TASKS –
1 - From the passage on ASML, reproduce the text starting at "This isn't a" and ending at "Valuable Right Now?".
2 - Answer these questions from the passage on ASML:
(a) What nationality does the passage give ASML?
(b) Which two partners helped ASML build its EUV supply chain?
(c) Which two companies publicly walked away from EUV development?

EXTRACTED TEXT –

+++

ASML Holding holds a stranglehold on global semiconductor manufacturing that few investors fully appreciate. The Dutch company is the sole producer of extreme ultraviolet (EUV) lithography systems, the specialized machines required to print every cutting-edge artificial intelligence chip on the planet. Whether NVIDIA, AMD, or any other chipmaker wins the next AI cycle, their wafers must run through ASML's tools.

This isn't a competitive market. It's a single-vendor market, and ASML is that vendor. The technology requires a 13.5-nanometer light source, mirrors polished to atomic flatness, and a supply chain ASML spent two decades and over $9 billion building with partners Zeiss and Cymer. Nikon and Canon publicly walked away from EUV development years ago, leaving ASML with structural pricing power that translates directly into earnings visibility most semiconductor companies can only dream about.

Why Is ASML's Monopoly So Valuable Right Now?

+++

ENTRIES SHOWN –
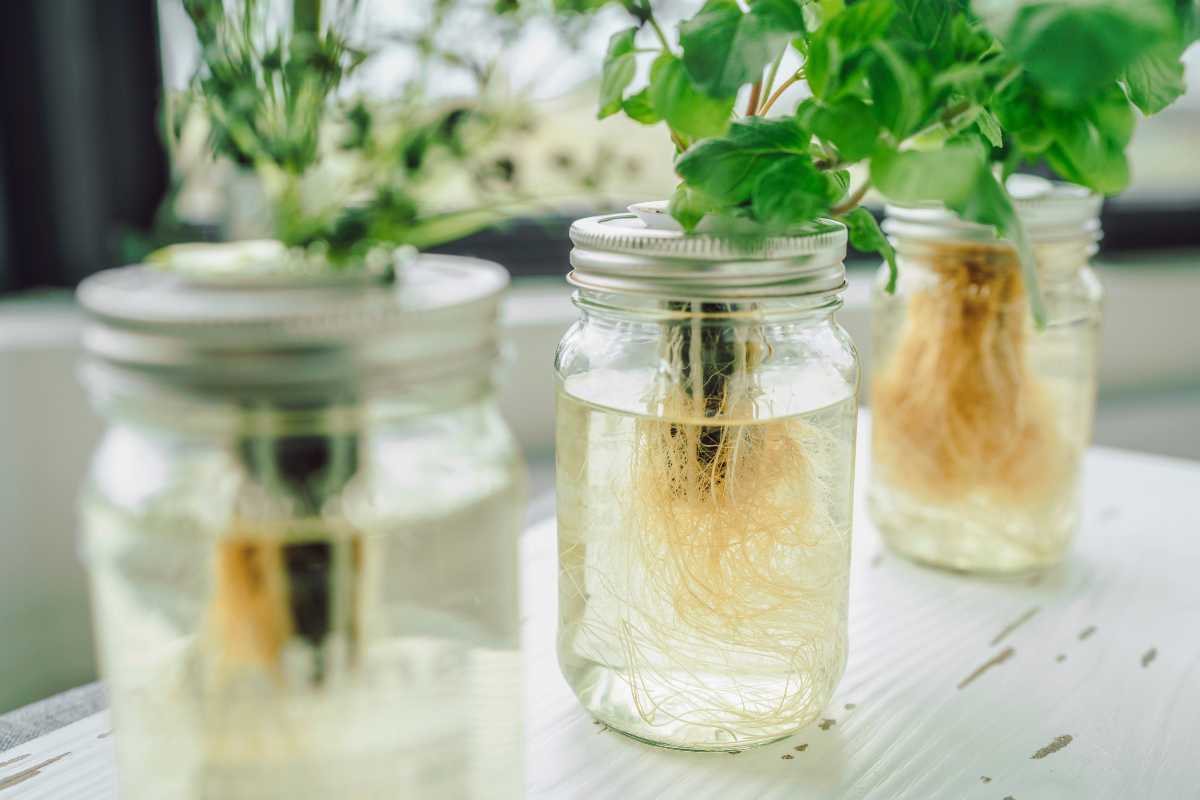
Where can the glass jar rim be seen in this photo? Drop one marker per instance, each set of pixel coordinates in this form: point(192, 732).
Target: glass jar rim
point(1050, 211)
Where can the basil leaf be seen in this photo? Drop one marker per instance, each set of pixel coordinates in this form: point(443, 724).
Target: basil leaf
point(1090, 146)
point(689, 205)
point(619, 66)
point(685, 108)
point(729, 168)
point(639, 108)
point(915, 176)
point(1156, 79)
point(784, 16)
point(960, 178)
point(989, 126)
point(1075, 48)
point(833, 47)
point(867, 236)
point(725, 48)
point(792, 191)
point(897, 91)
point(849, 125)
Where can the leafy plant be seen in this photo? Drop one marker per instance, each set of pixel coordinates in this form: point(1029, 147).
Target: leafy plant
point(936, 98)
point(341, 174)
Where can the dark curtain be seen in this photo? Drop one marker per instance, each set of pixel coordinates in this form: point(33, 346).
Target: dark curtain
point(81, 161)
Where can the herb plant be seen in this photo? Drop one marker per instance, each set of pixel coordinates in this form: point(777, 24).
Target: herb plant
point(343, 174)
point(936, 100)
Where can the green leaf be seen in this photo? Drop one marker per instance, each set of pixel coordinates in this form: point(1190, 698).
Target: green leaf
point(960, 178)
point(785, 16)
point(1090, 146)
point(915, 176)
point(865, 235)
point(823, 65)
point(1075, 48)
point(725, 48)
point(833, 47)
point(792, 191)
point(897, 91)
point(639, 108)
point(685, 108)
point(619, 66)
point(849, 125)
point(689, 205)
point(729, 168)
point(989, 126)
point(1156, 79)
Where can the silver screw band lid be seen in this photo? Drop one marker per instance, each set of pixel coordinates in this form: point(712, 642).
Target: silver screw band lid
point(637, 254)
point(437, 318)
point(1051, 211)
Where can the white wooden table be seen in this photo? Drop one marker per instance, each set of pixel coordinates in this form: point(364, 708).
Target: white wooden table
point(1083, 683)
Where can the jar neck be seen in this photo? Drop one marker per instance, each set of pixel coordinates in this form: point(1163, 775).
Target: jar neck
point(141, 402)
point(1061, 259)
point(625, 307)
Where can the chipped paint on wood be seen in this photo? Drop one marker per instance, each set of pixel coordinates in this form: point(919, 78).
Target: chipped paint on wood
point(995, 661)
point(33, 771)
point(1015, 624)
point(1054, 746)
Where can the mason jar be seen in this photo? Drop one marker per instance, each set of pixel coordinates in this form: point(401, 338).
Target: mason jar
point(705, 467)
point(300, 528)
point(981, 415)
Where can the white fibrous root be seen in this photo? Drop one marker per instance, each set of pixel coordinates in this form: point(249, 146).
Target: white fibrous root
point(958, 409)
point(725, 584)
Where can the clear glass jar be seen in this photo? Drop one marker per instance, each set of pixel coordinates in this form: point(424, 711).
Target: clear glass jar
point(301, 530)
point(979, 417)
point(706, 427)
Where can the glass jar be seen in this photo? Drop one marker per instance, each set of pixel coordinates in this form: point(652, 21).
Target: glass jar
point(301, 530)
point(979, 416)
point(706, 429)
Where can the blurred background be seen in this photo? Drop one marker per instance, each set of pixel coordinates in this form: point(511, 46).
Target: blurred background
point(83, 174)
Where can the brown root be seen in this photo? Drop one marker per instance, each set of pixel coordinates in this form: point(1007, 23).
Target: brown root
point(731, 576)
point(958, 408)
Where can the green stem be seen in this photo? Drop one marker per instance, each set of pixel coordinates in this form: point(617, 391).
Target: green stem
point(772, 73)
point(658, 31)
point(306, 17)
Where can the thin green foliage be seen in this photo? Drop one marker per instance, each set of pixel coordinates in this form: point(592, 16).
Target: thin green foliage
point(343, 174)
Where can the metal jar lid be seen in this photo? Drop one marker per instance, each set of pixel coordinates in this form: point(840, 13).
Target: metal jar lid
point(645, 252)
point(1051, 211)
point(294, 338)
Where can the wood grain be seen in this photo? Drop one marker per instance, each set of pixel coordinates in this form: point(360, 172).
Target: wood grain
point(899, 728)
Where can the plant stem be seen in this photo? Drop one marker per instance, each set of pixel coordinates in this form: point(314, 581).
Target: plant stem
point(658, 30)
point(771, 73)
point(784, 86)
point(852, 200)
point(753, 103)
point(306, 16)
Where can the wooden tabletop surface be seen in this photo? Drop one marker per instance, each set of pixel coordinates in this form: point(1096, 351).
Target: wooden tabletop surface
point(1080, 683)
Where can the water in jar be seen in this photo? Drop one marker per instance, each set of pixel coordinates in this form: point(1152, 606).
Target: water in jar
point(417, 695)
point(702, 601)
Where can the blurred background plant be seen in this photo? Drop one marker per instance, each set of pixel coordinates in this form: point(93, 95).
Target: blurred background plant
point(276, 120)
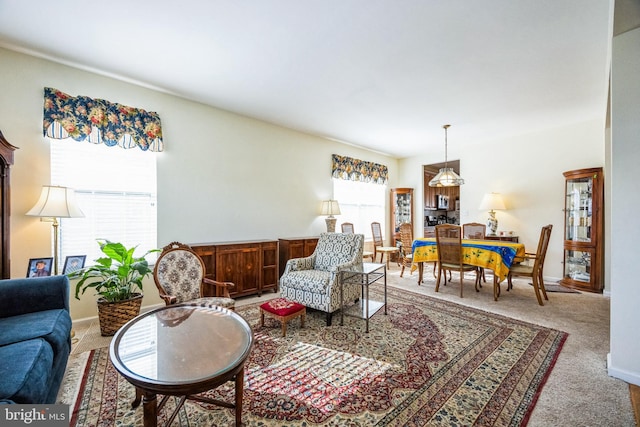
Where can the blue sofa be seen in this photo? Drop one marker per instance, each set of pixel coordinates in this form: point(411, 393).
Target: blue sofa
point(35, 338)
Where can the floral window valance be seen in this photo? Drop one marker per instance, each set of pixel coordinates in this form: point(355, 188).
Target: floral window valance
point(358, 170)
point(99, 121)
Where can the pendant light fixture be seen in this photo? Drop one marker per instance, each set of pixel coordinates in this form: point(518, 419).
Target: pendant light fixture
point(446, 177)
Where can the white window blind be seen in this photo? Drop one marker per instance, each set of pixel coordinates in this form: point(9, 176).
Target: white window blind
point(361, 203)
point(116, 190)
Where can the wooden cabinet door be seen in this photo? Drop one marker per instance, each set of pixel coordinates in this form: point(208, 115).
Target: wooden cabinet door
point(269, 267)
point(310, 246)
point(239, 264)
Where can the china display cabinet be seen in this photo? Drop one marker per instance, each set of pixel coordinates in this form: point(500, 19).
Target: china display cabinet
point(401, 210)
point(583, 230)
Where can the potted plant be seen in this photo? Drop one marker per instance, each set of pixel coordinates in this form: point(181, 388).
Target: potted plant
point(117, 279)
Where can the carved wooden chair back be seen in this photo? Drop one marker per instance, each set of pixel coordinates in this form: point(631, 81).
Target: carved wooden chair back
point(179, 275)
point(406, 251)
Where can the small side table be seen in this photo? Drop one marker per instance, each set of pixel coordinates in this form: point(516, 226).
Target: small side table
point(371, 273)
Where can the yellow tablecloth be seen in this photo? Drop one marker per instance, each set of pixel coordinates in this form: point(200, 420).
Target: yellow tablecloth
point(492, 254)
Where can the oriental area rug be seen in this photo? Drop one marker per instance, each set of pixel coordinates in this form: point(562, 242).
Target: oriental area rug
point(427, 363)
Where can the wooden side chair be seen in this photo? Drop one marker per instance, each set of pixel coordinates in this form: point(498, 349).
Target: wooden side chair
point(449, 243)
point(477, 231)
point(534, 271)
point(378, 244)
point(179, 275)
point(406, 250)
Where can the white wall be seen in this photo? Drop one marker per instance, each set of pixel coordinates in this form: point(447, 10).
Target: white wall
point(624, 356)
point(222, 177)
point(527, 171)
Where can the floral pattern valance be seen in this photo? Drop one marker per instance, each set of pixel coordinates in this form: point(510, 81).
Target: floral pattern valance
point(358, 170)
point(99, 121)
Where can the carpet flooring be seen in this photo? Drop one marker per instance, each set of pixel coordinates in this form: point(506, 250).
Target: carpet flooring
point(554, 287)
point(428, 362)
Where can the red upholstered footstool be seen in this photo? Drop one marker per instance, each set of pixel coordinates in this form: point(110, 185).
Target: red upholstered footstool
point(283, 310)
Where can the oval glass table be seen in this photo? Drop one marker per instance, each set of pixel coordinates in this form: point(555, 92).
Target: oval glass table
point(182, 350)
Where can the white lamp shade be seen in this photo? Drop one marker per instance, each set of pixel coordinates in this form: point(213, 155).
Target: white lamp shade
point(56, 202)
point(492, 201)
point(330, 207)
point(446, 178)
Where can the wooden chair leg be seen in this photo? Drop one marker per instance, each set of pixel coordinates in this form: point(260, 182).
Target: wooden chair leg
point(536, 288)
point(542, 288)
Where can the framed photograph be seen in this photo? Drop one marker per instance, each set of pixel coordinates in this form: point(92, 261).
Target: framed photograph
point(39, 267)
point(73, 263)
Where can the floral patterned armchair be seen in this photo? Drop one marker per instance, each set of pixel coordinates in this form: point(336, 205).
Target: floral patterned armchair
point(179, 275)
point(313, 280)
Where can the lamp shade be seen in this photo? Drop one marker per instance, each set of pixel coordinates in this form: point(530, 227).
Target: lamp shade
point(492, 201)
point(330, 207)
point(56, 202)
point(446, 178)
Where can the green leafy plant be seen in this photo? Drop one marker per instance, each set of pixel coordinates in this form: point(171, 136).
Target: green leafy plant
point(115, 277)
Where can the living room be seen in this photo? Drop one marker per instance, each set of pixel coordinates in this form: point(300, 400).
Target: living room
point(226, 177)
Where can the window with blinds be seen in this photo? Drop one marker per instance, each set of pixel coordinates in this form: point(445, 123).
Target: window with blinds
point(361, 203)
point(116, 190)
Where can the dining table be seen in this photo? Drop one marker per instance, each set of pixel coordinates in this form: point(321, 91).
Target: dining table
point(497, 256)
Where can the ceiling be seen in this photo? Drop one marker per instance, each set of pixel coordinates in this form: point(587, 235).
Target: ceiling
point(380, 74)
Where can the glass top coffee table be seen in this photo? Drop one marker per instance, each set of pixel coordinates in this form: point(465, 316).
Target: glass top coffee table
point(365, 276)
point(182, 350)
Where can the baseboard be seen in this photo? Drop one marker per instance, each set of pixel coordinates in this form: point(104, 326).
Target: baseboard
point(626, 376)
point(87, 321)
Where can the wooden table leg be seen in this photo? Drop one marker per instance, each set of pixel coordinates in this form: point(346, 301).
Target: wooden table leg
point(239, 395)
point(150, 409)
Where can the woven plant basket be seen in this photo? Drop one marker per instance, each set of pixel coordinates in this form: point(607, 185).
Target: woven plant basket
point(113, 315)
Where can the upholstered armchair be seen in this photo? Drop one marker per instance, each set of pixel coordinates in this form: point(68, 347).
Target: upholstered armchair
point(179, 275)
point(313, 280)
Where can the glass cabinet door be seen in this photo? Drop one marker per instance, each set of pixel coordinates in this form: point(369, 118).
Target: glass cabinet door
point(579, 210)
point(577, 265)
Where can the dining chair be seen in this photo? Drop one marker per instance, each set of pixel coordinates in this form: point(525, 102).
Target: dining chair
point(179, 275)
point(378, 244)
point(534, 271)
point(476, 231)
point(406, 250)
point(449, 244)
point(347, 227)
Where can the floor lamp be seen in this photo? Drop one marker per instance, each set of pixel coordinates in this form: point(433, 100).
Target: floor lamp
point(56, 202)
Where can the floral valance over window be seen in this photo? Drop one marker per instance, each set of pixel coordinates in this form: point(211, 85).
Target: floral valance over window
point(358, 170)
point(99, 121)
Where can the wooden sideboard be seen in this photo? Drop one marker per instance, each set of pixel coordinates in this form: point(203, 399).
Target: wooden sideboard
point(252, 266)
point(295, 247)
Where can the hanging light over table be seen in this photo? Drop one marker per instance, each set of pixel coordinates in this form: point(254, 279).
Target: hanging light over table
point(446, 177)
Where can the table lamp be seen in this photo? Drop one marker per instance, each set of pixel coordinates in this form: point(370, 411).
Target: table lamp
point(56, 202)
point(492, 201)
point(330, 207)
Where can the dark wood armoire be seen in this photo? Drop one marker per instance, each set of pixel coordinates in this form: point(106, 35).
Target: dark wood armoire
point(6, 160)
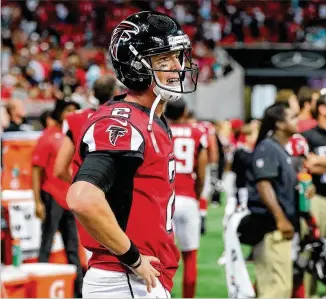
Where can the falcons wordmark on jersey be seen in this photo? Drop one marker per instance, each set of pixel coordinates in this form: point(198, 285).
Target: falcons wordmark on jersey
point(142, 196)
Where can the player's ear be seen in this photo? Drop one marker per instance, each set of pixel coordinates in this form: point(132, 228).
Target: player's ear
point(280, 125)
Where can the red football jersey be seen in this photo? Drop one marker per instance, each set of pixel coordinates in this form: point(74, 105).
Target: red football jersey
point(143, 204)
point(188, 139)
point(44, 156)
point(74, 122)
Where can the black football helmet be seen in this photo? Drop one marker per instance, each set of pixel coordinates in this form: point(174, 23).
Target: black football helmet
point(146, 34)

+++

SOLUTIONS PER TASK –
1 -
This isn't a competitive market. It's a single-vendor market, and ASML is that vendor. The technology requires a 13.5-nanometer light source, mirrors polished to atomic flatness, and a supply chain ASML spent two decades and over $9 billion building with partners Zeiss and Cymer. Nikon and Canon publicly walked away from EUV development years ago, leaving ASML with structural pricing power that translates directly into earnings visibility most semiconductor companies can only dream about.

Why Is ASML's Monopoly So Valuable Right Now?

2 -
(a) Dutch
(b) Zeiss and Cymer
(c) Nikon and Canon